* **Work instructions**:
Rewrite the items below as a numbered list, leaving out any blank lines.
# Start of Information given
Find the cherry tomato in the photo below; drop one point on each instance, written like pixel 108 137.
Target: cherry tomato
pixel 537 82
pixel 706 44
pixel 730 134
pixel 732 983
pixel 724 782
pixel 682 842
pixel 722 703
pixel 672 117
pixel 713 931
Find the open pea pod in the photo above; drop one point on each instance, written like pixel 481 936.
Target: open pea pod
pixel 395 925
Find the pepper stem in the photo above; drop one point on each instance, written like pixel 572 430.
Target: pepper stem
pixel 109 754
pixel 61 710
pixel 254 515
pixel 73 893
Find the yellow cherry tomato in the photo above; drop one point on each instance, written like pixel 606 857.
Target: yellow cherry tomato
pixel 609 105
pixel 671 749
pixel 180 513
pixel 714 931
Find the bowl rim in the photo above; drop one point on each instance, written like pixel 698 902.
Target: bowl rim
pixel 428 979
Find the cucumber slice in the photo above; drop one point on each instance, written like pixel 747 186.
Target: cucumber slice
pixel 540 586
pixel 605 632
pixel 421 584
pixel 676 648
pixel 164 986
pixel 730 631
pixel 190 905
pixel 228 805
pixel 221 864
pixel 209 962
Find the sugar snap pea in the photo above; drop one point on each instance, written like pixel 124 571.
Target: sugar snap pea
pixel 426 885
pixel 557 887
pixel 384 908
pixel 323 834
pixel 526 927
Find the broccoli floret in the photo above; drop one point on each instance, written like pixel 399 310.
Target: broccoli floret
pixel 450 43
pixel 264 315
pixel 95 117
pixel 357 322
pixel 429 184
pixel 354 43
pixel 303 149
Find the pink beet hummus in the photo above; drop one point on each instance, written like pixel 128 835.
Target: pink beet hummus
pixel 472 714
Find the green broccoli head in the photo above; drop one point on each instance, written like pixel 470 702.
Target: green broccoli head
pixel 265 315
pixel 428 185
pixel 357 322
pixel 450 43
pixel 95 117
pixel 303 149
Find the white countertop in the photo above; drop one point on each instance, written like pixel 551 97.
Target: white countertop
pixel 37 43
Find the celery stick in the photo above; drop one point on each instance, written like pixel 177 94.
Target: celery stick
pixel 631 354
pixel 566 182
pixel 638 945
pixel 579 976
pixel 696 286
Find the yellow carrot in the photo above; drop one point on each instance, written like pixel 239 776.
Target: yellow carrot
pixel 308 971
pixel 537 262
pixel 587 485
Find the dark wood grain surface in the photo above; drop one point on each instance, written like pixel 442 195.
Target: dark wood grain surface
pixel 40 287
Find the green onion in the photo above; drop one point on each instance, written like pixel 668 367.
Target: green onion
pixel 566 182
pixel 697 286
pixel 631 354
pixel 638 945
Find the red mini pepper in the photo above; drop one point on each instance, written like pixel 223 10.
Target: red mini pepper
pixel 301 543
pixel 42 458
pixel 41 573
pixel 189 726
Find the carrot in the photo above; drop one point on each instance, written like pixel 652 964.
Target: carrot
# End of Information given
* **Full answer**:
1. Find the cherry tomato in the photo below; drop one point on each instance, written like pixel 108 137.
2. Target: cherry tomato
3. pixel 537 82
4. pixel 706 44
5. pixel 730 134
6. pixel 732 983
7. pixel 724 782
8. pixel 682 842
9. pixel 722 703
10. pixel 672 117
11. pixel 713 931
12. Find the open pea pod in the photo above; drop one point on each instance, written like pixel 481 936.
13. Target: open pea pod
14. pixel 395 925
15. Find the pepper stem in the photo above; drop one point on each instance, written like pixel 572 430.
16. Target: pepper stem
17. pixel 109 754
18. pixel 61 710
19. pixel 254 515
20. pixel 73 893
21. Find the yellow cherry tomato in the photo above; drop one point on each instance, written like pixel 606 857.
22. Target: yellow cherry tomato
23. pixel 609 105
24. pixel 671 749
25. pixel 180 513
26. pixel 714 931
27. Find the bowl rim in the photo above; drop one point on each instance, written like pixel 698 902.
28. Target: bowl rim
29. pixel 428 979
30. Find the cucumber slice in the photo above; drop one point on each instance, written like pixel 747 186.
31. Target: cucumber slice
32. pixel 540 586
33. pixel 605 632
34. pixel 421 584
35. pixel 676 648
36. pixel 164 986
37. pixel 730 631
38. pixel 190 905
39. pixel 228 805
40. pixel 221 864
41. pixel 209 962
42. Find the sugar snap pea in the photo above; drop one point on each instance, written like pixel 124 571.
43. Target: sugar snap pea
44. pixel 426 885
45. pixel 557 887
46. pixel 384 908
47. pixel 323 834
48. pixel 526 927
49. Find the broccoli floret in the photo above; drop one point on each instance, written like pixel 399 310.
50. Target: broccoli floret
51. pixel 450 43
52. pixel 264 315
53. pixel 95 117
54. pixel 357 322
55. pixel 429 184
56. pixel 354 43
57. pixel 303 149
58. Find the pink beet hummus in the photo above; drop one point on each instance, written like pixel 128 835.
59. Target: pink beet hummus
60. pixel 472 714
61. Find the green broccoli head in the photo above; drop one point on each instance, written like pixel 470 702.
62. Target: green broccoli head
63. pixel 265 315
64. pixel 428 185
65. pixel 357 322
66. pixel 450 43
67. pixel 95 117
68. pixel 303 149
69. Find the white countertop in the photo above; drop one point on each instance, written like pixel 551 97.
70. Target: white countertop
71. pixel 37 43
72. Find the celery stick in the photo above; drop one point on each instance, written like pixel 177 94.
73. Target: celery stick
74. pixel 631 354
75. pixel 566 182
76. pixel 638 945
77. pixel 579 976
78. pixel 696 286
79. Find the yellow carrot in the photo above; drop one point on each instance, written like pixel 239 776.
80. Target: yellow carrot
81. pixel 308 971
82. pixel 537 262
83. pixel 587 485
84. Find the dark wood grain surface in the photo above; drop one point on each instance, written like pixel 442 195.
85. Target: dark wood grain surface
86. pixel 40 287
87. Find the green onion in the photo above; drop one point on each instance, written like pixel 668 367.
88. Target: green onion
89. pixel 566 182
90. pixel 697 286
91. pixel 631 354
92. pixel 638 945
93. Find the red mini pepper in the photo above; drop one point on each instance, written like pixel 223 10.
94. Target: red mini pepper
95. pixel 301 543
96. pixel 42 458
97. pixel 41 573
98. pixel 189 726
99. Find the carrot in the photo above; drop one point on each instance, written like pixel 652 964.
100. Target: carrot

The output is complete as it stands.